#### Required work:
[1] In the case report on vardenafil and atrial fibrillation, how long after taking the tablet did the patient's palpitation begin?
[2] Reproduce the passage of the case report on vardenafil and atrial fibrillation from "It was performed" up to and including "asymptomatic, without medication.".

#### Supplied text:
• • • • • • •

Vardenafil (Levitra®) is the second oral phosphodiesterase inhibitor approved for erectile dysfunction.1,2 As well as sildenafil (Viagra®), this drug acts by relaxing blood vessels and muscles in the penis, allowing increased blood flow into the penis to produce an erection. The most important hazard adverse effect related with this therapy is the promotion of a profound hypotension and myocardial ischemia when combined with nitrates. Cases of atrial fibrillation had been related with sildenafil3,4 but, with vardenafil therapy, this arrhythmia was not described yet. We report a case with a first-detected, symptomatic paroxysmal atrial fibrillation in a healthy patient after a self-medication with vardenafil.

A 50 year old man presented to the emergency room with a persistent palpitation, lasting for 2 hours, began 15 minutes after ingesting, as self-medication, a single 10 mg tablet of vardenafil. He denied other symptoms or the use of ethanol or other medicines. He had no significant history for erectile dysfunction, and justified the self-medication to improve his sexual performance. He had already used sildenafil previously without complication. He had no cardiovascular antecedents.

At physical examination, an irregular and tachycardic heart rhythm was evidenced, around 140 beats/minute, with no other pathological findings. The electrocardiogram revealed atrial fibrillation with rapid ventricular rate and was without ST segment or T wave abnormalities. Chest radiograph and routine laboratories including cardiac enzymes were normal. Beyond rest, he was medicated with oral diazepam, and the arrhythmia coursed with conversion to normal sinus rhythm after four hours. He obtained hospital discharge without antiarrhythmic medication.

It was performed on outpatient cardiovascular investigation. The transthoracic Doppler echocardiography disclosed a structurally normal heart, with left atrial diameter of 2.8 cm and left ventricular ejection fraction of 0.76. The 24 hour ambulatory electrocardiographic monitoring did not present cardiac arrhythmias, and the treadmill exercise testing was negative for myocardial ischemia. After a follow-up of 7 months, the patient was asymptomatic, without medication.

DISCUSSION

The temporal relationship between the ingestion of vardenafil and new onset atrial fibrillation in a patient with no cardiovascular diseases suggests that the drug caused the arrhythmia. Cremers and colleagues5 demonstrated that sildenafil has a potent vasodilatory action but has no direct influence on human myocardial contractility or proarrhythmic effects in vitro. Thus, a possible mechanism involved with the induction of atrial fibrillation is hypotension leading to a reflex tachycardia through catecholamine excess.

Han and Hoffman3 reported a case with atrial fibrillation in a patient with normal heart after taking sildenafil. In this case, the patient presented after a syncopal episode, and antiarrhythmic therapy with ibutilide failed to restore normal heart rhythm, which was spontaneously obtained 2 days later. In the other report of atrial fibrillation after sildenafil therapy, Awan et al4 treated a patient with hypertrophic obstructive cardiomyopathy.

In our case, antiarrhythmic treatment was not necessary to restore normal sinus rhythm as well as for the prevention of recurrences. We believe that patients who have a clear trigger for atrial fibrillation should not undergo antiarrhythmic therapy to restore normal sinus rhythm if the episode is well tolerated. In such cases, the initiation of rate control drugs might be the best approach.

This report strengthens the risk of self-medication with phosphodiesterase inhibitors in a patient without significant erectile dysfunction. This therapy should be restricted for patients with organic urologic dysfunctions and not as a recreational drug.

• • • • • • •

#### Data section:
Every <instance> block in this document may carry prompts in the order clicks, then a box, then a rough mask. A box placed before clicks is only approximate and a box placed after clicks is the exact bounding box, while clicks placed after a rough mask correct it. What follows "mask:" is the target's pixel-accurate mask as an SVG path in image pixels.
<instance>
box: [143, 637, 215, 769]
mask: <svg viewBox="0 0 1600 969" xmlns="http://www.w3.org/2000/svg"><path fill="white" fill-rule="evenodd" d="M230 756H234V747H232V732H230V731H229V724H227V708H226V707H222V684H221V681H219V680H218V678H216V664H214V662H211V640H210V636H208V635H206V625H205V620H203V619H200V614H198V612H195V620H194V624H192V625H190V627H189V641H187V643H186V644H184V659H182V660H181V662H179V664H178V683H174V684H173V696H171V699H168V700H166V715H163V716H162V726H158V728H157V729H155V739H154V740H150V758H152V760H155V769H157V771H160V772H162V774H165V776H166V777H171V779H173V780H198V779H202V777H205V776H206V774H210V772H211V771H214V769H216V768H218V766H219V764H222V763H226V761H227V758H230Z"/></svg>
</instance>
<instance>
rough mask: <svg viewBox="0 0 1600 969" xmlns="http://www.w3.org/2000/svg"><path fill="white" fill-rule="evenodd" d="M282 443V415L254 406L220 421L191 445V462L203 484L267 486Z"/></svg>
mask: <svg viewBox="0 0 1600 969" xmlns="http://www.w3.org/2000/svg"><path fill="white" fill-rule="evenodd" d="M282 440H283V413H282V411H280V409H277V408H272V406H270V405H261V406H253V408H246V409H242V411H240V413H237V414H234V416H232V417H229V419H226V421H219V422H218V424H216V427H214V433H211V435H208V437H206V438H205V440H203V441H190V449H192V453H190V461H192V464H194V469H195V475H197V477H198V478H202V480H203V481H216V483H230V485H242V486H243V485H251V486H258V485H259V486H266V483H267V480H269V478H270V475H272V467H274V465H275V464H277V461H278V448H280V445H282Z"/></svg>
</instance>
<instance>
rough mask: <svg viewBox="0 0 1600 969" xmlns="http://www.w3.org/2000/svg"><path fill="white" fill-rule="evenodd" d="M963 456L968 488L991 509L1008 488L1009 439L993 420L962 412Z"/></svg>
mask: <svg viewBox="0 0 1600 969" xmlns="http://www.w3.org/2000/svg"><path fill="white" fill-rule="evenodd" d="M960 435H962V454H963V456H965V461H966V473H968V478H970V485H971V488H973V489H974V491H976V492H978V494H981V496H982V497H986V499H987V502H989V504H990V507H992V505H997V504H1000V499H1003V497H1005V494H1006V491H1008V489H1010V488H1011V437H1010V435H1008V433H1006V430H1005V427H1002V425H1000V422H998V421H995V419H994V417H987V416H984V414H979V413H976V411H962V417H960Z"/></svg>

• • • • • • •

#### Answer set:
[1] 15 minutes

[2]
It was performed on outpatient cardiovascular investigation. The transthoracic Doppler echocardiography disclosed a structurally normal heart, with left atrial diameter of 2.8 cm and left ventricular ejection fraction of 0.76. The 24 hour ambulatory electrocardiographic monitoring did not present cardiac arrhythmias, and the treadmill exercise testing was negative for myocardial ischemia. After a follow-up of 7 months, the patient was asymptomatic, without medication.